# [Problem description]
Copy out every line below, unchanged.

━━━ Records shown

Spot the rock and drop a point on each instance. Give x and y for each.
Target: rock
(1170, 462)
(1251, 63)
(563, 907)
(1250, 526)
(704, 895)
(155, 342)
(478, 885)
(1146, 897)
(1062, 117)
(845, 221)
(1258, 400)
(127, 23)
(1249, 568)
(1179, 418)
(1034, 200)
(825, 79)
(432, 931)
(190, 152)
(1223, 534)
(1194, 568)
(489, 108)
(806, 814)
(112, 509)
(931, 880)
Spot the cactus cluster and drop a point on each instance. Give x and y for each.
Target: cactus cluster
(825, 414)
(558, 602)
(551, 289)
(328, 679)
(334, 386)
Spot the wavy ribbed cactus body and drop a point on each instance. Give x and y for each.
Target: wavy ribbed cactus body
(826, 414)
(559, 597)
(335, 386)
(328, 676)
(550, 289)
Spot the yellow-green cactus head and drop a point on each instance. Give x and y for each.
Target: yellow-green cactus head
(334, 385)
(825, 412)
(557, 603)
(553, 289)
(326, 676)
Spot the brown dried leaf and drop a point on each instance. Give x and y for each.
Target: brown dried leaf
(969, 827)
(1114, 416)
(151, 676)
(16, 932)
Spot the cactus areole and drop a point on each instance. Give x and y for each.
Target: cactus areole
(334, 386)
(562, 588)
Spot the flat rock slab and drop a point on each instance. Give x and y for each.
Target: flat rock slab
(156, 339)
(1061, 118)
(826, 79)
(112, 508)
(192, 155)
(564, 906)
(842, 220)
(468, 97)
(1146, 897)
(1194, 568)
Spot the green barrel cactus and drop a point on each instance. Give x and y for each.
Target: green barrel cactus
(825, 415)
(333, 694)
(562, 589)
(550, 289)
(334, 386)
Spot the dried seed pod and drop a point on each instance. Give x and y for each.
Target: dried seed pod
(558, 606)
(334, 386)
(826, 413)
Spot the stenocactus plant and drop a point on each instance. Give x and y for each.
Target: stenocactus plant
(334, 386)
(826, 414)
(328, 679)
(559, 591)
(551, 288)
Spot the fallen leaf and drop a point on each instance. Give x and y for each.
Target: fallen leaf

━━━━━━

# [Reply]
Spot the rock and drop a point on each instance. Give x and y for each.
Target: rock
(1170, 462)
(1251, 63)
(563, 907)
(1250, 526)
(704, 895)
(155, 342)
(478, 885)
(1146, 897)
(1062, 117)
(845, 221)
(1258, 400)
(127, 23)
(1249, 568)
(1179, 418)
(1034, 200)
(825, 79)
(432, 931)
(190, 152)
(1223, 534)
(1194, 568)
(489, 108)
(806, 814)
(112, 509)
(931, 880)
Spot the cactus cluster and drop a point on each instance. Give x and y for each.
Target: cactus cluster
(825, 414)
(558, 602)
(551, 289)
(328, 679)
(334, 386)
Spot the wavy ribbed cactus body and drop a point on each instance. Give x and y for each.
Target: wavy ribbed cactus body
(826, 414)
(559, 597)
(335, 386)
(328, 676)
(550, 289)
Spot the yellow-green cactus head and drop a point on each instance. Give x and y for each.
Target: yellow-green cactus head
(334, 385)
(825, 412)
(557, 603)
(553, 289)
(326, 676)
Spot the brown dried leaf and drop a point on each instance. Give x and y for each.
Target: brown dried leaf
(969, 827)
(1114, 416)
(151, 676)
(16, 932)
Spot the cactus areole and drop a point on each instance. Give x and y for each.
Target: cactus areole
(334, 386)
(562, 588)
Spot the flat rock slab and drop a point on each instance. Give x and y for each.
Target: flat rock slab
(156, 339)
(1061, 118)
(826, 79)
(112, 508)
(192, 155)
(564, 906)
(842, 220)
(468, 97)
(1146, 897)
(1194, 568)
Spot the green barrel cactus and drop a point on each instance. Give x and y for each.
Target: green barrel cactus
(825, 415)
(333, 694)
(562, 589)
(550, 289)
(334, 386)
Spot the dried seed pod and drop a point on each instance. Give x and y for each.
Target: dried seed pod
(558, 606)
(334, 386)
(826, 413)
Spot the stenocactus plant and drop a point on each instance. Give x and y for each.
Target: stenocactus plant
(334, 386)
(826, 414)
(328, 679)
(559, 591)
(551, 288)
Spot the fallen leaf and drop a point on each instance. Give x and y for each.
Target: fallen leaf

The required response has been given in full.